EXERCISE |
Rewrite the rows below as a Markdown table with two columns, "Row" for the row number and "Line" for the text of each line. Leave out any blank lines.

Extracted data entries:
··········

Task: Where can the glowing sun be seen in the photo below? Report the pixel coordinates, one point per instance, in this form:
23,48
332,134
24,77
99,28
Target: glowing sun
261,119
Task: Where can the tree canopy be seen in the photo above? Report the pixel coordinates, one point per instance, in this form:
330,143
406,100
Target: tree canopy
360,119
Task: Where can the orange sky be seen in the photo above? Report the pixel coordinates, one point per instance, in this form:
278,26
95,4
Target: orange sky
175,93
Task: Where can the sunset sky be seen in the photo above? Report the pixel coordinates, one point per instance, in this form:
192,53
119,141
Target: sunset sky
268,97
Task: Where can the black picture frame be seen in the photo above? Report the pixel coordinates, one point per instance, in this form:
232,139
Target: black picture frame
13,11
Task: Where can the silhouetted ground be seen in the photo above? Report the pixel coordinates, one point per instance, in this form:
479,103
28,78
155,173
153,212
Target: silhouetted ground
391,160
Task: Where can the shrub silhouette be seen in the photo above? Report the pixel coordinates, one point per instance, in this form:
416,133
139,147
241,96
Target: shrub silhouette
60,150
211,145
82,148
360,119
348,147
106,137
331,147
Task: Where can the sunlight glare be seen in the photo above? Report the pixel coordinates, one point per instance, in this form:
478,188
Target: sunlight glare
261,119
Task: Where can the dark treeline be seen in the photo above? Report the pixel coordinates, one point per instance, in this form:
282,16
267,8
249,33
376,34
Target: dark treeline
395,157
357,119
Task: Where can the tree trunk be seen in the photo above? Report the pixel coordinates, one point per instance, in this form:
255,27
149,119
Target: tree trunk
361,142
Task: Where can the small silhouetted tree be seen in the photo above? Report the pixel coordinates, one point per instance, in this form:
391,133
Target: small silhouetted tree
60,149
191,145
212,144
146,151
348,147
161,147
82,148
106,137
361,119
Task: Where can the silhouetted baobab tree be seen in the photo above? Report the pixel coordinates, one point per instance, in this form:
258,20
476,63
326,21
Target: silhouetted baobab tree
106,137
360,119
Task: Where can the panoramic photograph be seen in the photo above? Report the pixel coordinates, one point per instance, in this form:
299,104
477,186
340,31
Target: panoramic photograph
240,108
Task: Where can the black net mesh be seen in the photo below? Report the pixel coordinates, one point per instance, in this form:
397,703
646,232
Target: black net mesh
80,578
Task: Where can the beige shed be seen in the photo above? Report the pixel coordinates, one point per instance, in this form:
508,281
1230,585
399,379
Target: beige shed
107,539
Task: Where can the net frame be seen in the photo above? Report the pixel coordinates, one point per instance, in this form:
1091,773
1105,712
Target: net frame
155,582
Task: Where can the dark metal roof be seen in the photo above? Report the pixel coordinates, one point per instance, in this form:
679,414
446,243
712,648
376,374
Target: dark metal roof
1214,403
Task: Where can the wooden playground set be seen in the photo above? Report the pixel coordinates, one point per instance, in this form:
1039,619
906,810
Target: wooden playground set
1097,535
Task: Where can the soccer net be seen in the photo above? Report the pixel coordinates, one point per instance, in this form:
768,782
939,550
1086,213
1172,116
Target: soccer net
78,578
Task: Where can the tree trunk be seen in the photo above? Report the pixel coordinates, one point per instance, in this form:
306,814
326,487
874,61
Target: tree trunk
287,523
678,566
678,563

··········

TASK OUTPUT |
| Row | Line |
|---|---|
| 1 | Task: Where can the glowing sun be seen in the photo below? Report the pixel coordinates, one point per instance, in this form: |
| 2 | 23,48 |
| 3 | 332,134 |
| 4 | 24,77 |
| 5 | 99,28 |
| 6 | Target: glowing sun |
| 7 | 261,119 |
| 8 | Task: Where can the tree canopy be seen in the photo above? Report the pixel coordinates, one point per instance, in this form: |
| 9 | 330,143 |
| 10 | 406,100 |
| 11 | Target: tree canopy |
| 12 | 360,119 |
| 13 | Task: Where can the orange sky be seen in the photo above? Report the pixel coordinates, one point per instance, in this form: |
| 14 | 278,26 |
| 15 | 95,4 |
| 16 | Target: orange sky |
| 17 | 175,93 |
| 18 | Task: Where can the sunset sky be seen in the photo above? Report the pixel coordinates, one point per instance, in this form: |
| 19 | 192,53 |
| 20 | 119,141 |
| 21 | Target: sunset sky |
| 22 | 268,97 |
| 23 | Task: Where can the black picture frame be seen in the photo above? Report the pixel coordinates, one point per instance, in this form: |
| 24 | 232,139 |
| 25 | Target: black picture frame |
| 26 | 13,11 |
| 27 | Task: Where can the silhouetted ground be seen in the photo above? Report the pixel coordinates, one point per instance, in this form: |
| 28 | 479,103 |
| 29 | 28,78 |
| 30 | 155,173 |
| 31 | 153,212 |
| 32 | Target: silhouetted ground |
| 33 | 391,160 |
| 34 | Task: Where can the shrub silhouette be seen in the photo above? Report the pixel coordinates, one point per instance, in this form: |
| 35 | 416,133 |
| 36 | 139,147 |
| 37 | 241,96 |
| 38 | Target: shrub silhouette |
| 39 | 60,150 |
| 40 | 211,145 |
| 41 | 82,148 |
| 42 | 360,119 |
| 43 | 348,147 |
| 44 | 106,137 |
| 45 | 331,147 |
| 46 | Task: Where can the sunlight glare be seen in the photo above? Report the pixel coordinates, one point per instance, in this form: |
| 47 | 478,188 |
| 48 | Target: sunlight glare |
| 49 | 261,119 |
| 50 | Task: Where can the dark treeline be seen in the photo above? Report the pixel coordinates, one point per instance, in this form: |
| 51 | 282,16 |
| 52 | 267,8 |
| 53 | 249,33 |
| 54 | 376,34 |
| 55 | Target: dark treeline |
| 56 | 395,157 |
| 57 | 357,119 |
| 58 | Task: Where can the tree trunk be seen in the photo above? Report the pixel coordinates, one point per instance, in this form: |
| 59 | 255,27 |
| 60 | 149,119 |
| 61 | Target: tree trunk |
| 62 | 361,142 |
| 63 | Task: Where can the small silhouetted tree be seen in the photo above? Report the pixel coordinates, one point per instance, in this form: |
| 64 | 391,133 |
| 65 | Target: small silhouetted tree |
| 66 | 60,149 |
| 67 | 191,145 |
| 68 | 212,144 |
| 69 | 146,151 |
| 70 | 348,147 |
| 71 | 161,147 |
| 72 | 82,148 |
| 73 | 106,137 |
| 74 | 361,119 |
| 75 | Task: Where can the silhouetted baobab tree be seen in the photo above? Report the pixel coordinates, one point per instance, in this form: |
| 76 | 258,20 |
| 77 | 476,63 |
| 78 | 326,21 |
| 79 | Target: silhouetted baobab tree |
| 80 | 106,137 |
| 81 | 360,119 |
| 82 | Task: Where can the panoramic photograph be seen in the photo above? Report the pixel coordinates, one point per instance, in this form: |
| 83 | 299,104 |
| 84 | 477,186 |
| 85 | 340,31 |
| 86 | Target: panoramic photograph |
| 87 | 240,108 |
| 88 | Task: Where can the black net mesh be seen in the photo below? Report the pixel coordinates, one point per instance, in this form: |
| 89 | 397,703 |
| 90 | 646,232 |
| 91 | Target: black net mesh |
| 92 | 80,578 |
| 93 | Task: Where can the beige shed be seen in the photo above? Report the pixel coordinates, one point per instance, in this form: |
| 94 | 508,281 |
| 95 | 1230,585 |
| 96 | 399,379 |
| 97 | Target: beige shed |
| 98 | 107,539 |
| 99 | Task: Where can the net frame be seen in the photo above? Report the pixel coordinates, one point per instance, in this form: |
| 100 | 1091,773 |
| 101 | 1105,712 |
| 102 | Target: net frame |
| 103 | 155,582 |
| 104 | Task: Where can the dark metal roof be seen in the photo above? Report the pixel coordinates, one point per instance, in this form: |
| 105 | 679,414 |
| 106 | 446,243 |
| 107 | 712,648 |
| 108 | 376,374 |
| 109 | Target: dark metal roof |
| 110 | 1214,403 |
| 111 | Task: Where can the wooden playground set be seen in the photo above? Report the pixel coordinates, one point per instance, in this form: |
| 112 | 1039,619 |
| 113 | 906,810 |
| 114 | Target: wooden playground set |
| 115 | 1097,535 |
| 116 | Task: Where can the soccer net be seen in the photo above? Report the pixel coordinates, one point per instance, in this form: |
| 117 | 768,782 |
| 118 | 939,550 |
| 119 | 1086,213 |
| 120 | 1172,116 |
| 121 | Target: soccer net |
| 122 | 78,578 |
| 123 | Task: Where can the tree trunk be seen in the photo above? Report the pixel coordinates, one point per instance, in this form: |
| 124 | 306,814 |
| 125 | 326,487 |
| 126 | 874,61 |
| 127 | Target: tree trunk |
| 128 | 287,523 |
| 129 | 678,566 |
| 130 | 678,563 |